### Text under study

According to a recent report, the American Foundry Society and the Foundry Association of Michigan have formally urged Michigan’s Gov. Gretchen Whitmer to end extended unemployment benefits, implemented to support individuals whose income was reduced by closures imposed to minimize social activity during the Covid-19 pandemic of 2020. The pandemic did not create manufacturers’ problem with skilled labor but reversing the emergency provisions and getting “back to normal” is more complicated than expected.
In their letter to Whitmer, cited by the report, AFS and FAM offered the statistic that the metalcasting industry accounts for 490,000 positions in the total U.S. workforce, representing $32.1 billion in wages and benefits, but they emphasized that the unavailability of workers is the most serious problem facing foundries today. Not foreign trade or environmental regulations, nor energy costs or any of the various quality and performance concerns that occupy the minds of metalcasting owners and operators. More than one-third of FM&T readers surveyed at the end of 2020 came to that same conclusion.
“We therefore urge you to join at least 12 other states in ending participation in extended unemployment insurance programs enacted this year,” AFS and FAM wrote to the governor, according to portions of their communication cited in the report. “Supplemental assistance adopted during the height of the pandemic in 2020, when there were no vaccines available, was meant to be short-term and temporary. Today, we hear on a daily basis from metalcasters who indicate that these expanded benefits are a key disincentive to work and are keeping able-bodied Americans on the sidelines.”

### Extracted information
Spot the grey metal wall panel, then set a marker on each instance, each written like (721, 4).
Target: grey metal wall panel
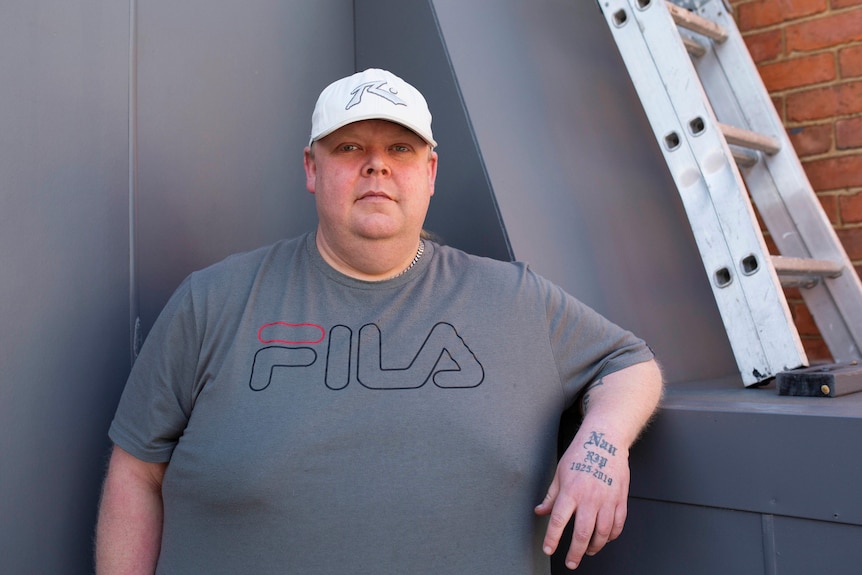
(64, 272)
(752, 450)
(463, 212)
(583, 192)
(672, 539)
(225, 93)
(804, 547)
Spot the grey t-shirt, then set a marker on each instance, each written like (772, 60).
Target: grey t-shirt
(315, 423)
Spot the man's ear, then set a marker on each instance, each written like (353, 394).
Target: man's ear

### Your task
Print the portion of the foundry article starting at "In their letter" and ending at "that same conclusion.". The material has no role in this exercise.

### Response to the task
In their letter to Whitmer, cited by the report, AFS and FAM offered the statistic that the metalcasting industry accounts for 490,000 positions in the total U.S. workforce, representing $32.1 billion in wages and benefits, but they emphasized that the unavailability of workers is the most serious problem facing foundries today. Not foreign trade or environmental regulations, nor energy costs or any of the various quality and performance concerns that occupy the minds of metalcasting owners and operators. More than one-third of FM&T readers surveyed at the end of 2020 came to that same conclusion.